> [Article]:
[start]

First of all… if you follow me on twitter you know I’ve been a crazy ass Ranty McRanterpants. (Yes it’s been so bad that the capitalization is needed. It’s a proper bloody name in my case.) Part of it is… well a shit ton of stuff. And some of it, is the name. Or lack thereof.
We all know I go by “Limecello” or “Lime.” That’s how it is, and that’s how it will be. Perhaps in some unforeseeable future that’ll change. But… well, I’ve carried on this way for almost six years (if not longer) and… I don’t see why I wouldn’t continue to do so.
Recently, however, I have noticed there are a veritable spate – yes a spate – of people who refuse to address me as such! They’ll sign their names to every email, message, what have you. And I’ll sign mine. And address said person with his/her name. And yet they won’t return the courtesy. It’s just “Hi.”
Now, I wouldn’t be so unreasonable as to expect every correspondence to be formal. If a person stops signing their emails, well it’s perfectly natural for them to not use an “address”/name for me. But these persons don’t do that.
They don’t ask my name… and I’m bratty and bitchy and fed up enough that I haven’t asked “why not” or “what’s the deal?” either. I do, however, determinedly continue to sign each message “Limecello” in the hopes that said persons will pick up the hint. (Incidentally, none have.)

[end]

> [Set task A]:
According to the blog post, for about how long has the writer gone by "Limecello"?
> [Set task B]:
Return the part of the blog post from "First of all…" up to and including "Or lack thereof.".
> [Set task C]:
For each statement, answer yes or no according to the blog post, and quote the words that decide it. (i) The writer has asked these people why they do not use the name. (ii) The writer keeps signing each message "Limecello." (iii) Some of these people have picked up the hint.
None of the data after this point is needed.

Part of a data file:
[start]

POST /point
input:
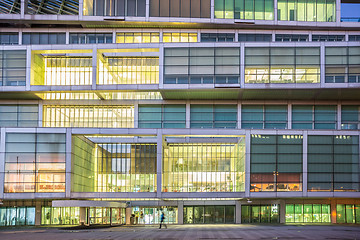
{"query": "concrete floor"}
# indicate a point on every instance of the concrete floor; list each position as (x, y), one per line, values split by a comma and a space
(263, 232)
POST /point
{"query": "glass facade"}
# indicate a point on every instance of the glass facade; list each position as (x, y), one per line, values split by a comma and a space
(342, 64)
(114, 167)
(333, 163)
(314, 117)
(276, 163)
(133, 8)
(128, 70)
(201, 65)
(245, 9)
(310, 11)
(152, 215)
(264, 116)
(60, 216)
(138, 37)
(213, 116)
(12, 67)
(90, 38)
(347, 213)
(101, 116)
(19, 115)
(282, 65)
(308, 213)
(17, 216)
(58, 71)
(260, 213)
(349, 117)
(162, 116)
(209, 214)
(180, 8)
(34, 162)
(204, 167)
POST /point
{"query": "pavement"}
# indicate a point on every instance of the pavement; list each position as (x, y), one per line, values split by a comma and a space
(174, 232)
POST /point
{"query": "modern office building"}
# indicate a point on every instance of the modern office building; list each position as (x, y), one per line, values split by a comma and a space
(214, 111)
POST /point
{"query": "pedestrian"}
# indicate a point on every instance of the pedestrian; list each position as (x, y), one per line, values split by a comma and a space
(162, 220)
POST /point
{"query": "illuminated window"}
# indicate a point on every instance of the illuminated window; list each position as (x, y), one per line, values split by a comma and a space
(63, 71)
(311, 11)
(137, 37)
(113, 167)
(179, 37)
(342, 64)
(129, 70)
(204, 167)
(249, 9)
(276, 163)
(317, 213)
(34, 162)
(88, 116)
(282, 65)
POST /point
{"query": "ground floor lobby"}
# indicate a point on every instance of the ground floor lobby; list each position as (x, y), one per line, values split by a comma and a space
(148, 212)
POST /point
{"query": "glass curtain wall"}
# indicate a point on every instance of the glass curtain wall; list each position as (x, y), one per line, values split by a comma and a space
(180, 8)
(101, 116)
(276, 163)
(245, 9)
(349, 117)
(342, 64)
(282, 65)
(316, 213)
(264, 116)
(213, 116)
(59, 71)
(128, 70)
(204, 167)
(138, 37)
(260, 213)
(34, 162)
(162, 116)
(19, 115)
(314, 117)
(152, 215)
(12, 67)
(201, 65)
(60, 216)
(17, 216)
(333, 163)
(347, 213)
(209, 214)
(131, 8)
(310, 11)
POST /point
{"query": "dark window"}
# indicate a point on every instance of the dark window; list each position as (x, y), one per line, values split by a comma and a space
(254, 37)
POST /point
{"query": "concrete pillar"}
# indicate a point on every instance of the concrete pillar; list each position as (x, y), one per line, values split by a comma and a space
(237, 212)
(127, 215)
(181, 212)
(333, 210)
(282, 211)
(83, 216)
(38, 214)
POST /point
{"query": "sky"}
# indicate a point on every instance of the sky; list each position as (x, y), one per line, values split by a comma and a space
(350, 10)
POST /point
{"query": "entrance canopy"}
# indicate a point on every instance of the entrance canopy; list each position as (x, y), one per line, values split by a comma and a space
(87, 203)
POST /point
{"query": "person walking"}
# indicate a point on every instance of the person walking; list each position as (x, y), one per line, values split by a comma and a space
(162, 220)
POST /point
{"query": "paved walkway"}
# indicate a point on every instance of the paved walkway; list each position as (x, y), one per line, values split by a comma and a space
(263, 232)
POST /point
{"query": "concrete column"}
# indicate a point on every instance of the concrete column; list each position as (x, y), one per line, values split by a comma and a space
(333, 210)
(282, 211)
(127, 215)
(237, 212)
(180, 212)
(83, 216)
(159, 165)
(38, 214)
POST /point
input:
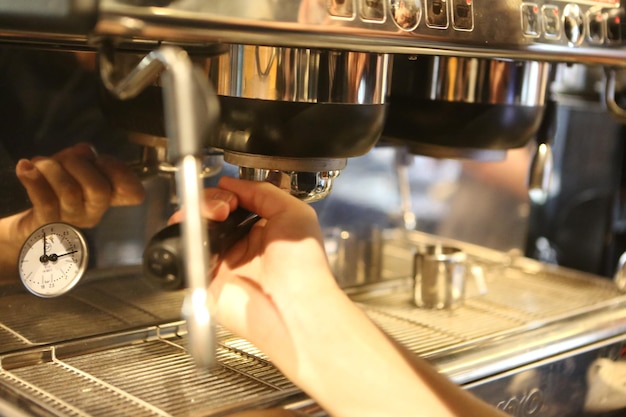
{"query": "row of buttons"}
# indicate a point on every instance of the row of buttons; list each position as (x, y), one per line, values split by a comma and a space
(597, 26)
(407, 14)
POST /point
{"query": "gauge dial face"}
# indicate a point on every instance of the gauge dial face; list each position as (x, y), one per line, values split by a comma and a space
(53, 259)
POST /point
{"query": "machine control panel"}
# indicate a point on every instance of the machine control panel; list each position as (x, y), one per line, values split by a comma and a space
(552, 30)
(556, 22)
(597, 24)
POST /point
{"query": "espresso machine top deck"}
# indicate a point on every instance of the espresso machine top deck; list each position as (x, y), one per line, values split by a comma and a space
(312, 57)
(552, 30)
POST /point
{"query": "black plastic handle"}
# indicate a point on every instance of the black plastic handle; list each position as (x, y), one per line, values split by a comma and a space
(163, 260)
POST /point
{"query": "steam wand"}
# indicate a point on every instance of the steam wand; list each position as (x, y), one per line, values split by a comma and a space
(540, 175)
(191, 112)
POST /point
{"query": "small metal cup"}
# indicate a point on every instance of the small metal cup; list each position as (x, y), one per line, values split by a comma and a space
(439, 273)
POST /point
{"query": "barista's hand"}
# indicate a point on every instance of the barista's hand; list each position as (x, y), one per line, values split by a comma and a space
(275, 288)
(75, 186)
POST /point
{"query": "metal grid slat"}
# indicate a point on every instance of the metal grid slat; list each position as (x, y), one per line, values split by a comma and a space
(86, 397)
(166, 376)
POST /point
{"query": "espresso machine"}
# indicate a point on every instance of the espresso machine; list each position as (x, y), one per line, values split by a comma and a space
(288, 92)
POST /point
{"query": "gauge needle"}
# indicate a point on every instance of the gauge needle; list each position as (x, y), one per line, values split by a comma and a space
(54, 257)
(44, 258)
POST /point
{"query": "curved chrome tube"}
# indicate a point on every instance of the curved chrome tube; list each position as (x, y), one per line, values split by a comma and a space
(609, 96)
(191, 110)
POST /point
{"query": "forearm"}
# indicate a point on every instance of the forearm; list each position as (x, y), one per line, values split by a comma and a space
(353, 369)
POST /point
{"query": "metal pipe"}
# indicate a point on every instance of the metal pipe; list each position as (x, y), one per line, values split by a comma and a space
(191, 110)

[end]

> [Expected output A]:
Almost six years, if not longer.

> [Expected output B]:
First of all… if you follow me on twitter you know I’ve been a crazy ass Ranty McRanterpants. (Yes it’s been so bad that the capitalization is needed. It’s a proper bloody name in my case.) Part of it is… well a shit ton of stuff. And some of it, is the name. Or lack thereof.

> [Expected output C]:
(i) No: "I haven’t asked “why not” or “what’s the deal?” either."
(ii) Yes: "I do, however, determinedly continue to sign each message “Limecello” in the hopes that said persons will pick up the hint."
(iii) No: "(Incidentally, none have.)"